• PROBLEM TO SOLVE
Which lines of the entries contain the string "below"? Please find them and copy them.
** GIVEN ENTRIES follows **
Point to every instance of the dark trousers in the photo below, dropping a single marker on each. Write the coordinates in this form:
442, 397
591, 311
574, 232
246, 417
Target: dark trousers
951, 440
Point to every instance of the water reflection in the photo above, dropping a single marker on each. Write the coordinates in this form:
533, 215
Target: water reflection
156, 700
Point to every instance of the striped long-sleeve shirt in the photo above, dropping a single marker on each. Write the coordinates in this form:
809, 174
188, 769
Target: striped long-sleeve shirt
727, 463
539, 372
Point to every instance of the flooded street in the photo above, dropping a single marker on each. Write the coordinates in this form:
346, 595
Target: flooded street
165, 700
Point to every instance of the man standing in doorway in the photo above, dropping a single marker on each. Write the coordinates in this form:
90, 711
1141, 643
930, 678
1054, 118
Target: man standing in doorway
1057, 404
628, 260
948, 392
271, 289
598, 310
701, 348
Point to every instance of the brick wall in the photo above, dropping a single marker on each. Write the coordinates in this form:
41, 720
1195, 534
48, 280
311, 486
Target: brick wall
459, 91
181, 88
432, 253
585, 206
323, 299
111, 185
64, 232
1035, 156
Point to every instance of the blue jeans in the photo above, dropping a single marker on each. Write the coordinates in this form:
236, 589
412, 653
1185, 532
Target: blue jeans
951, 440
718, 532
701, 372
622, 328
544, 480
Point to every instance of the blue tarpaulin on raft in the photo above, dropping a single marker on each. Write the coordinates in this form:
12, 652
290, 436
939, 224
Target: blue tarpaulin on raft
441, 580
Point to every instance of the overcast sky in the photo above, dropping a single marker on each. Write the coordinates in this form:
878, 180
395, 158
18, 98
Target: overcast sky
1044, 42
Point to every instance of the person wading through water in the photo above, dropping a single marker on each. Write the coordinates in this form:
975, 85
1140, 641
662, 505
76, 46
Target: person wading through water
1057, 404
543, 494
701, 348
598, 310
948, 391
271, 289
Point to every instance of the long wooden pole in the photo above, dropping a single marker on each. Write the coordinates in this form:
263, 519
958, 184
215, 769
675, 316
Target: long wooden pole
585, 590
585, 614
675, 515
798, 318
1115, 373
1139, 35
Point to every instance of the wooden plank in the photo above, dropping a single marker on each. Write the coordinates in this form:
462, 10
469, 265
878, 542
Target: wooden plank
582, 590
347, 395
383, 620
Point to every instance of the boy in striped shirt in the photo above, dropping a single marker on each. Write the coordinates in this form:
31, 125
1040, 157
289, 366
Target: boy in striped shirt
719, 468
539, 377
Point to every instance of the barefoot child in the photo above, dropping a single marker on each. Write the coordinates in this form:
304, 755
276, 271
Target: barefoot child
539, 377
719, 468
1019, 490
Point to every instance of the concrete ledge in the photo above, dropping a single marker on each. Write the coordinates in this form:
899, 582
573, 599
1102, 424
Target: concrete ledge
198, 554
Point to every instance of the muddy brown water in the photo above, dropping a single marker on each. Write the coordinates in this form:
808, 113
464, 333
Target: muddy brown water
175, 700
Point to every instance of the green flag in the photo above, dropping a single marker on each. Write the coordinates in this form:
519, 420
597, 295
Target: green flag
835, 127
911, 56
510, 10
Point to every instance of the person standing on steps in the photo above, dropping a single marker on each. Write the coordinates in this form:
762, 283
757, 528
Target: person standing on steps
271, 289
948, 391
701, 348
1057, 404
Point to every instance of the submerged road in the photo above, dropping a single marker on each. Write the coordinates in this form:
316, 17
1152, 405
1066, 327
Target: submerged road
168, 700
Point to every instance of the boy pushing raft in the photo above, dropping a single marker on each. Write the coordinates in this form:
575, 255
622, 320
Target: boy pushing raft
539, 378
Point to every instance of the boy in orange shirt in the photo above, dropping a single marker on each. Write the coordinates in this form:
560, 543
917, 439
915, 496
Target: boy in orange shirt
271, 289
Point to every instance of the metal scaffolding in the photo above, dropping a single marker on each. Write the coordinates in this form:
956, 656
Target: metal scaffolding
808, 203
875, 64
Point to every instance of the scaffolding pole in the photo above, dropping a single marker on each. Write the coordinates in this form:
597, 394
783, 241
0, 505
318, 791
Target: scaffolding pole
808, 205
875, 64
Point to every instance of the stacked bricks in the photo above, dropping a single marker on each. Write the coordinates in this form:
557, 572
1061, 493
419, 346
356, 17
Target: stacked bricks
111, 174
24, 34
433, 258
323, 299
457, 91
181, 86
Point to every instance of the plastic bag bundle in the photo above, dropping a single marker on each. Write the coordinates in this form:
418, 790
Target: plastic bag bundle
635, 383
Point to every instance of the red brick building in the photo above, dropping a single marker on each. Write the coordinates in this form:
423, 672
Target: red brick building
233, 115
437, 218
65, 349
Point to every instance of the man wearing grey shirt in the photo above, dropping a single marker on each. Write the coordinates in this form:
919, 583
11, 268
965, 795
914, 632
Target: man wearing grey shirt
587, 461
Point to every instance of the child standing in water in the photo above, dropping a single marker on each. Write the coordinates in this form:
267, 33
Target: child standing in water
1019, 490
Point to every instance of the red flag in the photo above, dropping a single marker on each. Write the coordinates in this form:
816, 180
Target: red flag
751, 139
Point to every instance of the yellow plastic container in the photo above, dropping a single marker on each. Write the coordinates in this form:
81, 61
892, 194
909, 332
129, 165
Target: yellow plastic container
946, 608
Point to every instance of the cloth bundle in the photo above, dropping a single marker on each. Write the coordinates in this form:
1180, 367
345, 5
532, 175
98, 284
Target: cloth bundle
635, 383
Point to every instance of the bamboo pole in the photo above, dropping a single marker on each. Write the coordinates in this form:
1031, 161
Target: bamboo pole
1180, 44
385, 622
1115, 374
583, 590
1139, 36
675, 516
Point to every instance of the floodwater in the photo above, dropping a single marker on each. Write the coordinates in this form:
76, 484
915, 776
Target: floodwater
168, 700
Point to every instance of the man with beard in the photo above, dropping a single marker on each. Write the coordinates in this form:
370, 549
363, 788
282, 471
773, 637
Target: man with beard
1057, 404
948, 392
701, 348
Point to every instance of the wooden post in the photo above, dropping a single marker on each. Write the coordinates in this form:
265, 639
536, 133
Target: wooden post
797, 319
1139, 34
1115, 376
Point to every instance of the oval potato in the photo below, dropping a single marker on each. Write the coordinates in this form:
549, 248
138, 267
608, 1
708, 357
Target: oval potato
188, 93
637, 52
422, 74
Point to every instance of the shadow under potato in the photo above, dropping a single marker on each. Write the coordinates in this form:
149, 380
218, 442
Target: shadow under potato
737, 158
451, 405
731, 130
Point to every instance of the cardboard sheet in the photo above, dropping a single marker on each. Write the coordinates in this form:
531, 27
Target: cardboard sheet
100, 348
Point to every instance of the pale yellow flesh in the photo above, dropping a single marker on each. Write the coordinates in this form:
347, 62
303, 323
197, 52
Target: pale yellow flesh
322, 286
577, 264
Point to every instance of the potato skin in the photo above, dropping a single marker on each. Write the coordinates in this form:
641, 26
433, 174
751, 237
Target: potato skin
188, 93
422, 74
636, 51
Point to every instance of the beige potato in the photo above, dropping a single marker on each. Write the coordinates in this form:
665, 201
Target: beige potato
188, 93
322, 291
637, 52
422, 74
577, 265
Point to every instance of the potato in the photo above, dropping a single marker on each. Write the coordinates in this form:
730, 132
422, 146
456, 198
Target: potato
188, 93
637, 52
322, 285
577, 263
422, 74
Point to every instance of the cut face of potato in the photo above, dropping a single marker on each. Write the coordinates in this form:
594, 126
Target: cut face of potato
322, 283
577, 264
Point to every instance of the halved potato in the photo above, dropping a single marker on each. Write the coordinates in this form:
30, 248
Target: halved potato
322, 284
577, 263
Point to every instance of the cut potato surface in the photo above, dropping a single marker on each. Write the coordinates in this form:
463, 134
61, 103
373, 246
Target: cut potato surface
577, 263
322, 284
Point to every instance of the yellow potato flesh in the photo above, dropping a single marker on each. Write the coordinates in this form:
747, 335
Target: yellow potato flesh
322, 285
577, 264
** End of GIVEN ENTRIES **
** GIVEN ENTRIES follows **
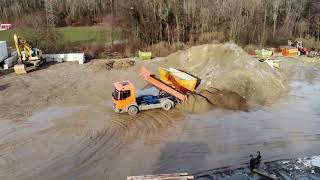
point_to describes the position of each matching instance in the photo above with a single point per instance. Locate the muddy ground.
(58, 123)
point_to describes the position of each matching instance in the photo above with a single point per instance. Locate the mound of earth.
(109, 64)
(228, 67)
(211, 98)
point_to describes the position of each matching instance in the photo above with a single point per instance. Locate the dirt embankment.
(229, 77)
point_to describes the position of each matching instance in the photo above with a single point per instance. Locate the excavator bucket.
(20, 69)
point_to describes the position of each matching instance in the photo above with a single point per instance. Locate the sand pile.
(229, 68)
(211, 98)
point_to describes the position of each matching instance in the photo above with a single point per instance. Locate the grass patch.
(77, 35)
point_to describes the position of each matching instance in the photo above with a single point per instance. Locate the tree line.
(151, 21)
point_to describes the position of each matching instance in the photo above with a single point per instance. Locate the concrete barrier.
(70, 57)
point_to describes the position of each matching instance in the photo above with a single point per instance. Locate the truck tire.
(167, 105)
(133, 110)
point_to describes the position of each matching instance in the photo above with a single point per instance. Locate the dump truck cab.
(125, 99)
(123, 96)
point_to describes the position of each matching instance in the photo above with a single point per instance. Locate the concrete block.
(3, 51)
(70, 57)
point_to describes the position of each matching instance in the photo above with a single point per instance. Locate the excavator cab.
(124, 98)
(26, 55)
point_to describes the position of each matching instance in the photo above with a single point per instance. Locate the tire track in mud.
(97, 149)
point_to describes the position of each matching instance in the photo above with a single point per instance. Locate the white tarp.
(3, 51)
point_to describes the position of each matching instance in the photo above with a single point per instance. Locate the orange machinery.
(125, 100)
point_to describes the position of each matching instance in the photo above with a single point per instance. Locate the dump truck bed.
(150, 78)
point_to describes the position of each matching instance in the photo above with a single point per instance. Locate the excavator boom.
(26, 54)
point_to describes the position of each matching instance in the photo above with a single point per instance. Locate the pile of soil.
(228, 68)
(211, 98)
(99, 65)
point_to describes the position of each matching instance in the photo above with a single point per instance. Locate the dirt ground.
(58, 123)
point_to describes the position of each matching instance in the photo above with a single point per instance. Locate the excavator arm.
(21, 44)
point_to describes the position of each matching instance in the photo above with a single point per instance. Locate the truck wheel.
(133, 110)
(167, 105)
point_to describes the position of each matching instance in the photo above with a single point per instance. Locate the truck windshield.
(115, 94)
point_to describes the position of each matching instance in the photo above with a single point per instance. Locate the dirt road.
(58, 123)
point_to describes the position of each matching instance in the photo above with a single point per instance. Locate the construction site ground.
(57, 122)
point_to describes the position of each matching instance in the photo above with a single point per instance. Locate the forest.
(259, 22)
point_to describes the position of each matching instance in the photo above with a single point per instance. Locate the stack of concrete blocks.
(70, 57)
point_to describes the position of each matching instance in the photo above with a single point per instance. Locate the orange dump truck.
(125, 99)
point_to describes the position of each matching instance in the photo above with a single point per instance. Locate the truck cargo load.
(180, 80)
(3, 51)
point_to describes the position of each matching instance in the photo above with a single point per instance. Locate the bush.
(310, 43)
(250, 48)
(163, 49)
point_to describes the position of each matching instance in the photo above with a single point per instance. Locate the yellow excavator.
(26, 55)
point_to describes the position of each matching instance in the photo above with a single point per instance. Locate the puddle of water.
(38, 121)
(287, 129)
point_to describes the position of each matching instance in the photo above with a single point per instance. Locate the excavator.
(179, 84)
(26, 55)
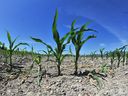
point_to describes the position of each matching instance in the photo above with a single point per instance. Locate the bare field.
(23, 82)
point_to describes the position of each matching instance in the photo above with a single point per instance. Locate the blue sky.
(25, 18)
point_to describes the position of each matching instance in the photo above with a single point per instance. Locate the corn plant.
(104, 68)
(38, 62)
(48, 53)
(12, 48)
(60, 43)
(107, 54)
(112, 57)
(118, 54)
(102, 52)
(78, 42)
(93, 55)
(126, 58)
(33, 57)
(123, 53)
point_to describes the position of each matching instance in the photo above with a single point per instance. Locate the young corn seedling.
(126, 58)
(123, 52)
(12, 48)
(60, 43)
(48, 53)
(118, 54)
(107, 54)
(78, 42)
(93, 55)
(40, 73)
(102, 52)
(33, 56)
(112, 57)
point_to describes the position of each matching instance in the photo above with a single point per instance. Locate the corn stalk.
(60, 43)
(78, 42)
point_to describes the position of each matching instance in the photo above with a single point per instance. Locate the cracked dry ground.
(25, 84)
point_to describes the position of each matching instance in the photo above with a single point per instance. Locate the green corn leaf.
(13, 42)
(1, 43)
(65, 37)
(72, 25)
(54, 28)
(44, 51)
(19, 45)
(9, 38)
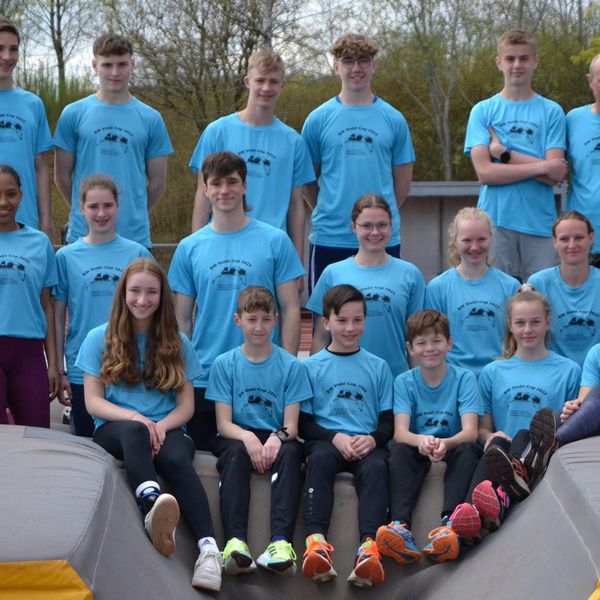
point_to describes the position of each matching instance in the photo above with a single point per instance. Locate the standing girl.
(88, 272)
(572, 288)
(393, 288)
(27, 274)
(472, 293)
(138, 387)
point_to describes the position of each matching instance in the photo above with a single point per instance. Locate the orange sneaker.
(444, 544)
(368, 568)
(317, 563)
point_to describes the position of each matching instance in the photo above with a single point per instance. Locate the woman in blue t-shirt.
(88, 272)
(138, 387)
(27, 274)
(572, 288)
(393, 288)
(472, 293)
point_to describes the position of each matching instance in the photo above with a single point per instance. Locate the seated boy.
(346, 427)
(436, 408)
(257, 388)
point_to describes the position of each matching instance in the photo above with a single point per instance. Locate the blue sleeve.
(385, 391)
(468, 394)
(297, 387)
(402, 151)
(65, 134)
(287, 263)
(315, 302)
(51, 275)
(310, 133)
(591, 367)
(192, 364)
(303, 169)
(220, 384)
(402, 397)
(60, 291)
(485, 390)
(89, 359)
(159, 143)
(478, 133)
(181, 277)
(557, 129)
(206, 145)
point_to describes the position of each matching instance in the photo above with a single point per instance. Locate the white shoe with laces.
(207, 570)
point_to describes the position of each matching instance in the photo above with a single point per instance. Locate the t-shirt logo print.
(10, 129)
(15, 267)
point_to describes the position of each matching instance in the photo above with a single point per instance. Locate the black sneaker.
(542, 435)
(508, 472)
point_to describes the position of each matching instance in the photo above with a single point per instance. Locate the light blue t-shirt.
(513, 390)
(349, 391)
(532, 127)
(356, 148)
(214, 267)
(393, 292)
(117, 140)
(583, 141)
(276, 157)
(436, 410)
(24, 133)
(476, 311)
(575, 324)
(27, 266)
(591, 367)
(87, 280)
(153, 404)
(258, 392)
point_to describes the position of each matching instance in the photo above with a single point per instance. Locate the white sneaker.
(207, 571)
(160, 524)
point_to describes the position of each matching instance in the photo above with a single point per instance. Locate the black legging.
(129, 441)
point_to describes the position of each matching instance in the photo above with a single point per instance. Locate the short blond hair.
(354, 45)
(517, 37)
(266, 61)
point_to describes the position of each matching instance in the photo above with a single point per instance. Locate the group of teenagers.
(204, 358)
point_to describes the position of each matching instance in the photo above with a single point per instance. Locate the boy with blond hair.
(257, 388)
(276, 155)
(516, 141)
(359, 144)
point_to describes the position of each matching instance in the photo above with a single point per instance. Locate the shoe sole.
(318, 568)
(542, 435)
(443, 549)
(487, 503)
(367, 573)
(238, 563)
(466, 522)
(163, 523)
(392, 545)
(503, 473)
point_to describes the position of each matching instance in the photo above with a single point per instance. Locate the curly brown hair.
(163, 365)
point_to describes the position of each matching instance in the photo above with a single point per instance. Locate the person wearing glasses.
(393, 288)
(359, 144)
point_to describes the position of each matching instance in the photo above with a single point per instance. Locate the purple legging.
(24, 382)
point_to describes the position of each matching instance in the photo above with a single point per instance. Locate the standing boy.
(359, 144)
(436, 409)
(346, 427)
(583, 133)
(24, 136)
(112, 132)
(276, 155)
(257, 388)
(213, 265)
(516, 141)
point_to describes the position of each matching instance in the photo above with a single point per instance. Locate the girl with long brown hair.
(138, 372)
** End of GIVEN ENTRIES **
• RESPONSE BOX
Point to every instance of the dark trousers in the photo below, dropping a single marker on each. Write the coordinates in this form:
Point to every instance of the oval potato in the photo below, dropping a single marker on each. Write the coordinates in this form:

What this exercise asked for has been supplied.